## OBJETIVO
Por favor, transcribe sin ningún cambio todas las líneas del listado que sigue.

## REGISTROS DE DATOS
_ _ _

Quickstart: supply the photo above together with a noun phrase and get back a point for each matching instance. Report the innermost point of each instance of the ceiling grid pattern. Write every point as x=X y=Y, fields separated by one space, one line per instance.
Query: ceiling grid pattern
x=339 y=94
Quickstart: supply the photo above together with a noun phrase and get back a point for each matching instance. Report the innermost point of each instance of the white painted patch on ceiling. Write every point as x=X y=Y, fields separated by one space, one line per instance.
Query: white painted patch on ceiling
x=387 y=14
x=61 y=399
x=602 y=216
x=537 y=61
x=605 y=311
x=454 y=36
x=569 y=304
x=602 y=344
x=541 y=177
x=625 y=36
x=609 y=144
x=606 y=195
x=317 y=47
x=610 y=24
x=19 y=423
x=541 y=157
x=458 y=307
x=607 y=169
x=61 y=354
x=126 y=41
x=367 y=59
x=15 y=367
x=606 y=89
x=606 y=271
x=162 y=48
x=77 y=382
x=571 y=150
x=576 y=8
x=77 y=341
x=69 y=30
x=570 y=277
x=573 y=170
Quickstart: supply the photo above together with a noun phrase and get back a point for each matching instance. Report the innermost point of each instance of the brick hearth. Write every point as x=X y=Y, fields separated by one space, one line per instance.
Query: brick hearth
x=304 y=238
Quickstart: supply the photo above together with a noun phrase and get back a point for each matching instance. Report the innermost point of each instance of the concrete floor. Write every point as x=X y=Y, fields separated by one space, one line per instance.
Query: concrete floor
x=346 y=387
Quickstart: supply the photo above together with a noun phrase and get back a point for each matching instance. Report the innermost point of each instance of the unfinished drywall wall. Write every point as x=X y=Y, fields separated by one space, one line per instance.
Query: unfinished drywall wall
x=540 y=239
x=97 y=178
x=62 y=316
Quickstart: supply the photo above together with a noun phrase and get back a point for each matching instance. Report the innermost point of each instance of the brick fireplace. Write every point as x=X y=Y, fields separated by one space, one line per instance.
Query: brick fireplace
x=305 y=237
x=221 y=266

_ _ _

## RESULTADO DEL EJERCICIO
Quickstart: supply the photo above together with a noun phrase and get back a point for each matching instance. Report the innermost point of each instance of the ceiling grid pattern. Write every point as x=X y=Y, fields separated by one space, one line per instance.
Query: ceiling grid pattern
x=339 y=94
Quickstart: supply the photo above together with a noun phrase and get back a point for each matching instance. Report the innermost point of each instance of the white painted patch on ceiling. Write every point as x=X y=Y, fields separated by one space, one line per instance.
Query: white painted patch on ceiling
x=387 y=14
x=61 y=399
x=602 y=216
x=537 y=61
x=605 y=311
x=454 y=36
x=569 y=304
x=602 y=344
x=541 y=177
x=625 y=36
x=609 y=144
x=606 y=195
x=317 y=47
x=610 y=24
x=19 y=423
x=541 y=157
x=458 y=307
x=607 y=169
x=61 y=354
x=126 y=41
x=367 y=59
x=15 y=367
x=606 y=89
x=606 y=271
x=162 y=48
x=77 y=382
x=571 y=150
x=576 y=8
x=77 y=341
x=69 y=30
x=570 y=277
x=573 y=170
Quickstart: supply the photo above together with a noun phrase and get back a point for each matching instance. Report the innermost point of each instance of the brick hearth. Write every point as x=X y=Y, fields separated by one space, one line per instance.
Query: brick hearth
x=304 y=238
Quickstart: supply the photo above together with a noun phrase and get back a point for each matching instance. Report the innermost point of each instance of the concrete floor. Write every point as x=X y=Y, fields separated by one space, one line per instance.
Query: concrete floor
x=346 y=387
Quickstart: supply the photo above together with a noun phrase and get back a point for each matching instance. Report the innermost point of each instance of the unfinished drywall wall. Write every point as x=X y=Y, fields separated by one space, one line per instance.
Query: unfinished drywall wall
x=540 y=239
x=97 y=178
x=62 y=316
Quickstart: supply the photo above together with a noun phrase and get back a point for each matching instance. Report the innermost point of each instance of the brick fireplace. Write every point as x=X y=Y, fields separated by one space, one line per instance.
Query: brick fireplace
x=305 y=237
x=221 y=266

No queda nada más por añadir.